* **To-do list**
• a. In the 2010 firebird thread, retype the passage between "# 2010 firebird" and "(Jun 19, 2006)", inclusive.
• b. According to the 2010 firebird thread, why does dustyminpin think whoever pinned the pictured car as a 2010 model missed the boat? Answer in one to three sentences.

* **Page excerpt**
>> START
# 2010 firebird



## 06pontiacgto (Nov 7, 2007)

firebird or gto? people said they will have a new gto out by 2010 it looks to me like they might really have it done this is a pic of what the 2010 gto will look like if they go threw with it.


----------



## dustyminpin (Jun 19, 2006)

Whoever pinned that as a 2010 missed the boat on that one. You can go to the pontiac mall and www.pontiac.com and click on GM photos and you can buy that car (the rear view pic of it) for like 20 bucks, and GM calls it a 1999 GTO PROTOTYPE. Even though it does look like something out of a sci-fi movie, I like the look of it.


----------



## 06pontiacgto (Nov 7, 2007)

ya posr said 2010 gto so i just figured that is what we were looking forward to


----------



## 05GTO (Oct 6, 2004)
>> END
[Excerpts of bounding box data]
>> START
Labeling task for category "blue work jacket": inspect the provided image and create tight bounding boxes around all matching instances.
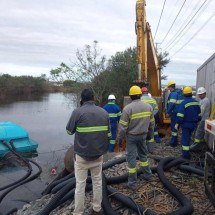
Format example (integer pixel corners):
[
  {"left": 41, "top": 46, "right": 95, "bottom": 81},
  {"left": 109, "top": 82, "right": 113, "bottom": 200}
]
[
  {"left": 176, "top": 97, "right": 201, "bottom": 128},
  {"left": 103, "top": 102, "right": 122, "bottom": 125},
  {"left": 167, "top": 89, "right": 184, "bottom": 116}
]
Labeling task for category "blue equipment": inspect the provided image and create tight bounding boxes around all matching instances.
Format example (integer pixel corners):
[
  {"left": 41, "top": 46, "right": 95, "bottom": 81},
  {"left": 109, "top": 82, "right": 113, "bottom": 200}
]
[{"left": 0, "top": 122, "right": 38, "bottom": 157}]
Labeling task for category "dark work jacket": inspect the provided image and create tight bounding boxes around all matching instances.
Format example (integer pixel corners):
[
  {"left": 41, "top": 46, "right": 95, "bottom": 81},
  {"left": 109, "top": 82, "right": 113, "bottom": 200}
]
[{"left": 66, "top": 101, "right": 111, "bottom": 158}]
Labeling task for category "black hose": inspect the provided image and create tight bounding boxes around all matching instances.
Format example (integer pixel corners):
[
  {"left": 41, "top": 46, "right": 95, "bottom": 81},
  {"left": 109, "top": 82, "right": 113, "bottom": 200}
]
[
  {"left": 102, "top": 156, "right": 126, "bottom": 170},
  {"left": 41, "top": 172, "right": 75, "bottom": 195},
  {"left": 5, "top": 208, "right": 18, "bottom": 215},
  {"left": 102, "top": 173, "right": 118, "bottom": 215},
  {"left": 157, "top": 157, "right": 193, "bottom": 215},
  {"left": 42, "top": 156, "right": 126, "bottom": 195},
  {"left": 51, "top": 177, "right": 76, "bottom": 194},
  {"left": 107, "top": 186, "right": 156, "bottom": 215},
  {"left": 36, "top": 179, "right": 92, "bottom": 215},
  {"left": 178, "top": 164, "right": 205, "bottom": 176},
  {"left": 37, "top": 181, "right": 77, "bottom": 215},
  {"left": 0, "top": 160, "right": 42, "bottom": 203}
]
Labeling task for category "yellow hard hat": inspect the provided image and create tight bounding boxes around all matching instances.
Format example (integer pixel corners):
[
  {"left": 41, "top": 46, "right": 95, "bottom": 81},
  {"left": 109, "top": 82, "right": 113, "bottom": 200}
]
[
  {"left": 167, "top": 81, "right": 175, "bottom": 87},
  {"left": 183, "top": 87, "right": 192, "bottom": 94},
  {"left": 129, "top": 85, "right": 142, "bottom": 96}
]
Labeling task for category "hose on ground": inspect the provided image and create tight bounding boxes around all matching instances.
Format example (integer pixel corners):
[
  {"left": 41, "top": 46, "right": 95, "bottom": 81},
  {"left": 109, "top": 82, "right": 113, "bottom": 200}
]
[
  {"left": 0, "top": 160, "right": 42, "bottom": 203},
  {"left": 102, "top": 173, "right": 118, "bottom": 215},
  {"left": 107, "top": 186, "right": 156, "bottom": 215},
  {"left": 157, "top": 157, "right": 193, "bottom": 215}
]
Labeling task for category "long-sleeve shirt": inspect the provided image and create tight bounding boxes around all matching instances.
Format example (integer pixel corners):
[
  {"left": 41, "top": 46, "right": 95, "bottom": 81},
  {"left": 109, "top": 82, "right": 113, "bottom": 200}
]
[
  {"left": 118, "top": 99, "right": 154, "bottom": 139},
  {"left": 66, "top": 101, "right": 111, "bottom": 157},
  {"left": 103, "top": 102, "right": 122, "bottom": 124},
  {"left": 199, "top": 97, "right": 211, "bottom": 121},
  {"left": 176, "top": 97, "right": 201, "bottom": 128},
  {"left": 141, "top": 94, "right": 158, "bottom": 115},
  {"left": 167, "top": 89, "right": 184, "bottom": 115}
]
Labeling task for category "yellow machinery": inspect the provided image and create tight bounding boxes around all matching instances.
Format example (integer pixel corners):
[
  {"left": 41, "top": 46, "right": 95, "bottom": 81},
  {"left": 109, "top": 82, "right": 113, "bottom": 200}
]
[
  {"left": 135, "top": 0, "right": 170, "bottom": 124},
  {"left": 135, "top": 0, "right": 161, "bottom": 97}
]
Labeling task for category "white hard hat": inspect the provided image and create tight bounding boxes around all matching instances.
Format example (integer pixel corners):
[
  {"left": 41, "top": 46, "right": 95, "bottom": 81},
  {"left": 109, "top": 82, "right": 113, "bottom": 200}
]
[
  {"left": 197, "top": 87, "right": 206, "bottom": 95},
  {"left": 108, "top": 94, "right": 116, "bottom": 100}
]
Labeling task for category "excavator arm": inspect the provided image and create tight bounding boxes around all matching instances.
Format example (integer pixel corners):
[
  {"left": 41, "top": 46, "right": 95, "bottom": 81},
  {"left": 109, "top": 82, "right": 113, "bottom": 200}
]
[{"left": 135, "top": 0, "right": 161, "bottom": 97}]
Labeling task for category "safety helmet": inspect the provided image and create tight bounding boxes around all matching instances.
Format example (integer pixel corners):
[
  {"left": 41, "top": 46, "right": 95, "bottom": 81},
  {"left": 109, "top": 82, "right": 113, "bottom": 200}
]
[
  {"left": 108, "top": 94, "right": 116, "bottom": 100},
  {"left": 197, "top": 87, "right": 206, "bottom": 95},
  {"left": 183, "top": 87, "right": 192, "bottom": 94},
  {"left": 129, "top": 85, "right": 142, "bottom": 96},
  {"left": 167, "top": 81, "right": 175, "bottom": 87},
  {"left": 141, "top": 87, "right": 149, "bottom": 93}
]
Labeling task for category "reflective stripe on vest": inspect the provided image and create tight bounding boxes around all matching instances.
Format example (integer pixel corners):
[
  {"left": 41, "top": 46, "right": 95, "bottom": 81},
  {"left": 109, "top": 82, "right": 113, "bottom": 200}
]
[
  {"left": 171, "top": 131, "right": 178, "bottom": 137},
  {"left": 119, "top": 119, "right": 128, "bottom": 126},
  {"left": 140, "top": 161, "right": 149, "bottom": 167},
  {"left": 184, "top": 102, "right": 199, "bottom": 108},
  {"left": 177, "top": 113, "right": 184, "bottom": 117},
  {"left": 108, "top": 113, "right": 118, "bottom": 118},
  {"left": 76, "top": 126, "right": 108, "bottom": 133},
  {"left": 128, "top": 167, "right": 137, "bottom": 173},
  {"left": 130, "top": 112, "right": 152, "bottom": 120},
  {"left": 182, "top": 145, "right": 190, "bottom": 151}
]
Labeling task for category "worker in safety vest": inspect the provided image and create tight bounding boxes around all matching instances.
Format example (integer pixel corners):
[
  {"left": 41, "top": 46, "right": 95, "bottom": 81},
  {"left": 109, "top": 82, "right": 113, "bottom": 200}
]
[
  {"left": 103, "top": 94, "right": 122, "bottom": 152},
  {"left": 117, "top": 85, "right": 154, "bottom": 190},
  {"left": 175, "top": 87, "right": 201, "bottom": 159},
  {"left": 141, "top": 87, "right": 160, "bottom": 153},
  {"left": 190, "top": 87, "right": 211, "bottom": 151},
  {"left": 166, "top": 81, "right": 184, "bottom": 147},
  {"left": 66, "top": 89, "right": 111, "bottom": 215}
]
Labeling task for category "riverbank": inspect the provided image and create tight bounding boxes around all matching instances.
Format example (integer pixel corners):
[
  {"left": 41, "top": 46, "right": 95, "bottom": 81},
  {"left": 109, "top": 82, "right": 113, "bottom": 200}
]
[{"left": 13, "top": 138, "right": 215, "bottom": 215}]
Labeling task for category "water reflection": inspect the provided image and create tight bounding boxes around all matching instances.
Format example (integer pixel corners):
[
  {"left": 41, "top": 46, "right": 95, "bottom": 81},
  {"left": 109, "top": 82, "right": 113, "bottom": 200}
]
[{"left": 0, "top": 93, "right": 76, "bottom": 162}]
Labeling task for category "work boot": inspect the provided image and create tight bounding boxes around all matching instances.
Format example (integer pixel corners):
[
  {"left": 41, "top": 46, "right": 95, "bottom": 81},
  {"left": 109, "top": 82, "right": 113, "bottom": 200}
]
[
  {"left": 127, "top": 172, "right": 137, "bottom": 190},
  {"left": 146, "top": 142, "right": 155, "bottom": 154},
  {"left": 140, "top": 166, "right": 152, "bottom": 181},
  {"left": 181, "top": 150, "right": 190, "bottom": 160},
  {"left": 89, "top": 208, "right": 103, "bottom": 215}
]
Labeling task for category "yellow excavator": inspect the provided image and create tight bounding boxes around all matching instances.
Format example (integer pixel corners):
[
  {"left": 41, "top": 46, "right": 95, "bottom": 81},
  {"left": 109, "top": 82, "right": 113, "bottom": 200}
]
[
  {"left": 115, "top": 0, "right": 170, "bottom": 151},
  {"left": 135, "top": 0, "right": 170, "bottom": 124}
]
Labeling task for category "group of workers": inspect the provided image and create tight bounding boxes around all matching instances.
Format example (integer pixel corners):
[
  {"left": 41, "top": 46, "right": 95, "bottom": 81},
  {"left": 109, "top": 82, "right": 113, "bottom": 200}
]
[{"left": 66, "top": 81, "right": 210, "bottom": 215}]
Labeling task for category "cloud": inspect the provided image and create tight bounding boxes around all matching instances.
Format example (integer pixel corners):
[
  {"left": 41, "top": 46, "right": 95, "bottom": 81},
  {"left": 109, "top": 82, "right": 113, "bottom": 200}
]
[{"left": 0, "top": 0, "right": 215, "bottom": 83}]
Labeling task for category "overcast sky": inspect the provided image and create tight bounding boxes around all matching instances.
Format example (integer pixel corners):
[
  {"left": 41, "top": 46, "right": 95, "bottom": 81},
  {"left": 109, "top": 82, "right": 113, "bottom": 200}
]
[{"left": 0, "top": 0, "right": 215, "bottom": 85}]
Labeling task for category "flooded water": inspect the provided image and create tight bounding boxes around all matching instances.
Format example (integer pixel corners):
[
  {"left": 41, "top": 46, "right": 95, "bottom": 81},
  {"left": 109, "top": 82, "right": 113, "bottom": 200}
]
[{"left": 0, "top": 93, "right": 77, "bottom": 214}]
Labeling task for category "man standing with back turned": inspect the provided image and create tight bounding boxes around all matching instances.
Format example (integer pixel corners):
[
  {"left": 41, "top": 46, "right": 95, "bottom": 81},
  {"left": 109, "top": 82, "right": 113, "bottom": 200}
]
[
  {"left": 103, "top": 94, "right": 122, "bottom": 152},
  {"left": 166, "top": 81, "right": 184, "bottom": 147},
  {"left": 117, "top": 85, "right": 154, "bottom": 190},
  {"left": 190, "top": 87, "right": 211, "bottom": 151},
  {"left": 66, "top": 89, "right": 111, "bottom": 215}
]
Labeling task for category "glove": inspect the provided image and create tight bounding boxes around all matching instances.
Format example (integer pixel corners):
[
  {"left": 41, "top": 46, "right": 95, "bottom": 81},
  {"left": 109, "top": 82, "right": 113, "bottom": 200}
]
[{"left": 175, "top": 123, "right": 178, "bottom": 130}]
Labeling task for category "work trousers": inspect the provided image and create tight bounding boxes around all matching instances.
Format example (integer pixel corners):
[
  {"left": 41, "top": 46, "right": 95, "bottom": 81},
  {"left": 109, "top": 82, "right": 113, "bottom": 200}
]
[
  {"left": 108, "top": 123, "right": 117, "bottom": 152},
  {"left": 126, "top": 135, "right": 151, "bottom": 185},
  {"left": 194, "top": 120, "right": 205, "bottom": 143},
  {"left": 181, "top": 127, "right": 195, "bottom": 159},
  {"left": 73, "top": 154, "right": 103, "bottom": 215},
  {"left": 170, "top": 114, "right": 178, "bottom": 146}
]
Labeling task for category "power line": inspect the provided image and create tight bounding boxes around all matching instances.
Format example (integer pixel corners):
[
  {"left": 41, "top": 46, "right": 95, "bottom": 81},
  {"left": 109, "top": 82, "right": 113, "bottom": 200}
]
[
  {"left": 154, "top": 0, "right": 166, "bottom": 40},
  {"left": 170, "top": 12, "right": 215, "bottom": 58},
  {"left": 161, "top": 0, "right": 187, "bottom": 44},
  {"left": 163, "top": 1, "right": 200, "bottom": 49},
  {"left": 165, "top": 0, "right": 207, "bottom": 50}
]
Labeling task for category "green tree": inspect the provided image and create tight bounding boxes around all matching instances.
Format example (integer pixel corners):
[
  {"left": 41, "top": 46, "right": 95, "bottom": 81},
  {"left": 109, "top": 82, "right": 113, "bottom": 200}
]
[{"left": 50, "top": 41, "right": 107, "bottom": 103}]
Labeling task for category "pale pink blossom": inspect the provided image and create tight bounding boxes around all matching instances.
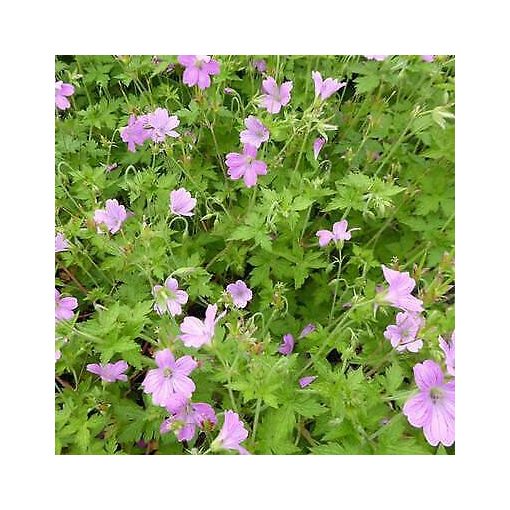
>> END
* **Answers for the tasks**
• a.
# 2010 firebird



## 06pontiacgto (Nov 7, 2007)

firebird or gto? people said they will have a new gto out by 2010 it looks to me like they might really have it done this is a pic of what the 2010 gto will look like if they go threw with it.


----------



## dustyminpin (Jun 19, 2006)

• b. A picture of that car can be bought for about 20 bucks through the Pontiac mall at www.pontiac.com under GM photos. GM calls the car a 1999 GTO prototype.